- _PROBLEM REQUIREMENTS_
Scale the rows starting at the one containing "like (344, 492)." and ending at the last row, giving all of them again with the requests included. Multiply every answer coordinate by 1.45 and round to whole numbers, halves up, but leave the requests and their sample coordinates unchanged.

- _THE INPUT_
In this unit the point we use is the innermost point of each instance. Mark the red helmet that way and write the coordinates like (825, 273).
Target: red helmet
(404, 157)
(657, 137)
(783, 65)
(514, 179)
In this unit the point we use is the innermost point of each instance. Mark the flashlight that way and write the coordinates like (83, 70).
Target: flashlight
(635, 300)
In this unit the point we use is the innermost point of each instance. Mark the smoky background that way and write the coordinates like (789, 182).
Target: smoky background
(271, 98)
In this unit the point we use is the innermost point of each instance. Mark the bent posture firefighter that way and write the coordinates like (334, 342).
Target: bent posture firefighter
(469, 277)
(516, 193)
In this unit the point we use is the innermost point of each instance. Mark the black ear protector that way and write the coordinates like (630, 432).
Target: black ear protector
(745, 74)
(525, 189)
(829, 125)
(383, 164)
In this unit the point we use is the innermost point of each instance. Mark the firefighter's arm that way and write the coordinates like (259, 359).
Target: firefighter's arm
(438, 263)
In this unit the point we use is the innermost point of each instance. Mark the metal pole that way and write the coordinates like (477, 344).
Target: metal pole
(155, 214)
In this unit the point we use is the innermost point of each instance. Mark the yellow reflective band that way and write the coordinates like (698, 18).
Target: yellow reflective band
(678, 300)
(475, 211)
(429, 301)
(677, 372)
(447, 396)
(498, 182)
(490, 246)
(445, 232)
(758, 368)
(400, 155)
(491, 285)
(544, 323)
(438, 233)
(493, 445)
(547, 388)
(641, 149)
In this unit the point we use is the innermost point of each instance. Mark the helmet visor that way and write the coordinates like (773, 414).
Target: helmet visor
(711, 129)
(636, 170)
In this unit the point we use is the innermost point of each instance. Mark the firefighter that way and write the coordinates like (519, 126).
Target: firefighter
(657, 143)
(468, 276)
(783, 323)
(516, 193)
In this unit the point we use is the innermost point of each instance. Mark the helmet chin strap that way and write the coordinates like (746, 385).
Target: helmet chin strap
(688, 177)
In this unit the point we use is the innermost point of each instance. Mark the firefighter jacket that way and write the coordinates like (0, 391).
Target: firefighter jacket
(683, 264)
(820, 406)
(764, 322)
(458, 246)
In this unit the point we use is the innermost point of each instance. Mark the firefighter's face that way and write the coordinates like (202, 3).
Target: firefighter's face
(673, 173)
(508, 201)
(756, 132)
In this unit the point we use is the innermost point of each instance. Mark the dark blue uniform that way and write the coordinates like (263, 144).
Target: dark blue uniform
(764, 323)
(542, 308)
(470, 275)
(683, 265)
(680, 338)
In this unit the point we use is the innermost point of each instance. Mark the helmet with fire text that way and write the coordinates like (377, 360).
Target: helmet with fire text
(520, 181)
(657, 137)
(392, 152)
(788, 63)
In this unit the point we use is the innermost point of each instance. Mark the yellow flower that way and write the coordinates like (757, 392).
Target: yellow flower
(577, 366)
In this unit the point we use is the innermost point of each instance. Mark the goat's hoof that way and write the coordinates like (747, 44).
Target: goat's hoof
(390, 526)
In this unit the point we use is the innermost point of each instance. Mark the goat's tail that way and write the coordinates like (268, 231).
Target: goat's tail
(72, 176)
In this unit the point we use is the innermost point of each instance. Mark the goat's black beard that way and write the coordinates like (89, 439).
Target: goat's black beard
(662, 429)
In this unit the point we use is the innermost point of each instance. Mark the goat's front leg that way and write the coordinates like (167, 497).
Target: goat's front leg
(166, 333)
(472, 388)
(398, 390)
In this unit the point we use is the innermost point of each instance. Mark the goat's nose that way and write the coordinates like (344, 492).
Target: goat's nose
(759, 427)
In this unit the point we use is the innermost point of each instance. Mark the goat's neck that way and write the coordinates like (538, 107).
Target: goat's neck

- _CORRECT RESULT_
In this unit the point we use is the innermost point of each instance. Mark the goat's nose that way and write the coordinates like (344, 492).
Target: goat's nose
(1101, 619)
In this unit the point we use is the innermost point of each instance. Mark the goat's neck that way and write the coordinates like (538, 107).
Target: goat's neck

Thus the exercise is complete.